▸ Brief:
Print each of the records below word for word, leaving out the pictures.

━━━━━━

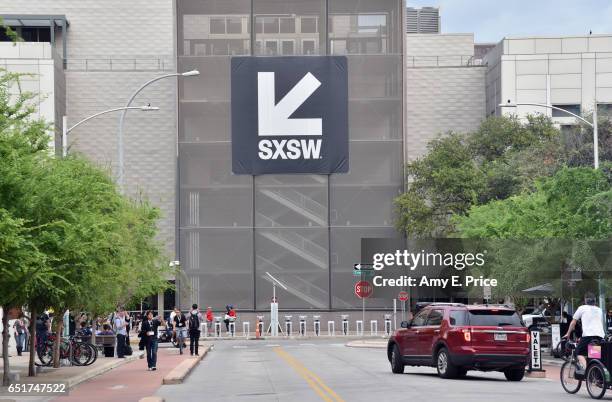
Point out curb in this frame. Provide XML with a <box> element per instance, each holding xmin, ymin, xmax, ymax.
<box><xmin>161</xmin><ymin>345</ymin><xmax>212</xmax><ymax>384</ymax></box>
<box><xmin>345</xmin><ymin>341</ymin><xmax>387</xmax><ymax>349</ymax></box>
<box><xmin>66</xmin><ymin>351</ymin><xmax>144</xmax><ymax>389</ymax></box>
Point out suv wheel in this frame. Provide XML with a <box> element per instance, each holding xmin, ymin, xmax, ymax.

━━━━━━

▸ Full answer:
Point out curb in this frame. Provide XML with a <box> element per instance, each holding xmin, ymin, xmax, ymax.
<box><xmin>161</xmin><ymin>345</ymin><xmax>212</xmax><ymax>384</ymax></box>
<box><xmin>345</xmin><ymin>341</ymin><xmax>387</xmax><ymax>349</ymax></box>
<box><xmin>66</xmin><ymin>351</ymin><xmax>144</xmax><ymax>389</ymax></box>
Point out suv wheel in this frame. Provide XML with a <box> element per instance, each holding xmin, ymin, xmax, ymax.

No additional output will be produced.